**SELECTED TEXT:**

· · · · · · ·

Pennridge Development Enterprises is developing The Pennridge Airport Business Park, a group of six buildings in Perkasie planned for land next to the airport.
Developer Robert Brink described the first tenant as a manufacturer in the Bucks County area with another location in New Jersey that would consolidate its two locations into one when it opens at the business park. Brink said he did not sign a lease yet and declined to disclose the company but said it would occupy 30,000 square feet of a 100,000-square-foot-building expected to open in July.
It is the first of six proposed buildings for the business park, aimed at attracting manufacturing companies, particularly those in the pharmaceutical and scientific instrumentation industry, he said. He described the buildings as not particularly suited for warehousing or distribution since they do not offer immediate access to major highways.
“That’s the kind of interest we are getting,” Brink said. “Manufacturing is what we are getting.”
He said he’s hoping to leverage the adjacent mid-size corporate airport he owns to attract business.
He has 50 tenants at the airport, mainly private plane owners and a few corporate-owned planes, he said.
Brink described the perfect tenant as a high-tech, biotech firm in the pharmaceutical field, but one that would use both the airport and the industrial park.
Stephen Barth, president and founder of Barth Consulting Group of Doylestown, said one asset to the economic development occurring in Perkasie is to have an executive jet airport as part of this industrial business park, particularly for attracting manufacturers.

· · · · · · ·

**DATASET EXCERPTS:**
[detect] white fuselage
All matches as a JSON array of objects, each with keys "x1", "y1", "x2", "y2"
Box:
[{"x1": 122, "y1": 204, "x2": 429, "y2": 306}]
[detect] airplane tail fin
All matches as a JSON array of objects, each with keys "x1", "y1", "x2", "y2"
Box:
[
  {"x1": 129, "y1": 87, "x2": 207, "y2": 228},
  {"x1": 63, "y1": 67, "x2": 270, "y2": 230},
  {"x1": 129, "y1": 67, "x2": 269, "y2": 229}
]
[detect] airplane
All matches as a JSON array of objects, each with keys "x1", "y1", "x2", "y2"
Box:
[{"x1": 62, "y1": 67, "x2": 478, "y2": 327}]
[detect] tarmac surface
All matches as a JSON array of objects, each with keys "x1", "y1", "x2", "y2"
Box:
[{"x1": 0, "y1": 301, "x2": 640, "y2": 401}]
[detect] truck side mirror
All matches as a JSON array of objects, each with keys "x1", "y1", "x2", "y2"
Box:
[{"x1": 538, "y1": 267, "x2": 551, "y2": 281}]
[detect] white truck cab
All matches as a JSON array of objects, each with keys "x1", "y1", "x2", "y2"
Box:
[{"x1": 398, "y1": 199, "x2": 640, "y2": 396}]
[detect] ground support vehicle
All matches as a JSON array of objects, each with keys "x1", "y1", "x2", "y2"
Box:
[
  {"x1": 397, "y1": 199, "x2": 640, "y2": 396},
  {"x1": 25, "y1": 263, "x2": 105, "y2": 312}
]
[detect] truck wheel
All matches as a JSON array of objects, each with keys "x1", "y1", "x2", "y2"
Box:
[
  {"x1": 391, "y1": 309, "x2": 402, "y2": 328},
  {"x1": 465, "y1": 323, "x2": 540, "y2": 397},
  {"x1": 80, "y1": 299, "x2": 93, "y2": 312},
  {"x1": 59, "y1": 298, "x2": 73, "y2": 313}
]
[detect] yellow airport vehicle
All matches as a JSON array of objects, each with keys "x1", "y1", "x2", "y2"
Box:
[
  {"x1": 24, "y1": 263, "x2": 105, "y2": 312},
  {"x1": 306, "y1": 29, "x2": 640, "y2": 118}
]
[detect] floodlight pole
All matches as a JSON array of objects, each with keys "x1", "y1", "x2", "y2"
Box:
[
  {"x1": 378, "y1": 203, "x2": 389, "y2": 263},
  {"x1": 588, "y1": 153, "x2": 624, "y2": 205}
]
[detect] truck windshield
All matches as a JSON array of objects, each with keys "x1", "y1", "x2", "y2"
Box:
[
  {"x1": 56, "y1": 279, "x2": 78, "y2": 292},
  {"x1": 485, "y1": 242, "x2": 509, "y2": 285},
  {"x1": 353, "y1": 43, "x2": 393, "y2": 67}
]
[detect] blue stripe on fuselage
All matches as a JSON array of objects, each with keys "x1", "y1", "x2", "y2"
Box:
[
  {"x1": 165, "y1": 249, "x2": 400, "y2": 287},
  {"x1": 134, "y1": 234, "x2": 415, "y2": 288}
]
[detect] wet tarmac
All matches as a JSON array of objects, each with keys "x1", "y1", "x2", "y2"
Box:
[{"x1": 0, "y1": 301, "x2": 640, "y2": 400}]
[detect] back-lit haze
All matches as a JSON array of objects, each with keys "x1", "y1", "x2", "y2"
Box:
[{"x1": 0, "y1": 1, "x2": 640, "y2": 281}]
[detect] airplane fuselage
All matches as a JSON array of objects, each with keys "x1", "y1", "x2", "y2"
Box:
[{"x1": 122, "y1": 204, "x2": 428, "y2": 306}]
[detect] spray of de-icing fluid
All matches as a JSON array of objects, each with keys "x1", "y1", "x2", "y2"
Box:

· · · · · · ·

**WORK INSTRUCTION 1:**
Using the article on the Pennridge Airport Business Park, decide whether each statement agrees with it: (a) The first tenant would occupy 30,000 square feet of the first building. (b) Brink said the buildings are well suited for warehousing. (c) Brink has already signed a lease with the first tenant. For each, answer yes or no and quote the deciding words of the article.
**WORK INSTRUCTION 2:**
According to the article on the Pennridge Airport Business Park, how many tenants does Brink have at the airport?
**WORK INSTRUCTION 3:**
Carry on the article about the Pennridge Airport Business Park from where it stops.

**WRITTEN ANSWER 1:**
(a) Yes: "it would occupy 30,000 square feet of a 100,000-square-foot-building"
(b) No: "not particularly suited for warehousing or distribution"
(c) No: "he did not sign a lease yet"

**WRITTEN ANSWER 2:**
He has 50 tenants, mainly private plane owners and a few corporate-owned planes.

**WRITTEN ANSWER 3:**
“It allows us to court national and international tenants to the site,” Barth said. “If you have hundreds of employees working on equipment with the asset of the airport, they can bring in executives, customers … sales people from here can fly out.”
Barth is the economic development consultant for Perkasie and helped the borough start a revitalization effort over the past few years that led to the construction of hundreds of new homes, in addition to building renovation projects throughout the borough.
As part of the decision process in choosing a site, many companies also want to know where their employees would live, Barth added.
When Perkasie officials reviewed the comprehensive plan for the borough several years ago, they decided to move future industrial uses out of the borough and into the industrial park.
“The thought was that having those new industrial-type buildings there would hopefully bring in high-paying jobs,” said Andrea Coaxum, borough manager. “Based on the location, there is not going to be a lot of truck traffic. It’s not an ideal space for warehousing but it’s an ideal space for research and high tech development.”
As an additional amenity, Brink also proposed a hotel and brewpub as part of the project.
Though the development is moving forward, Brink admitted the business park has faced challenges.
“To open a greenfield like this is expensive,” Brink said.
The project required a lot of infrastructure and the Pennridge School District denied the approval for a tax incentive program through the Local Economic Revitalization Tax Assistance Act, or LERTA, he said.
“It’s a shame,” Brink said. “The school district rejected it. I don’t think they understand the value of it. They have the mistaken impression that tax abatement goes to the developer. It goes to the tenant who’s trying to get started. That tax abatement helps him get started.”
According to minutes from a Pennridge School District finance committee meeting on Aug. 14, Megan Banis-Clemens, the board president, said the district’s attorney does not believe the project qualifies for LERTA status. She asked the board if any other board members had any interest in moving forward with granting LERTA status, but none did.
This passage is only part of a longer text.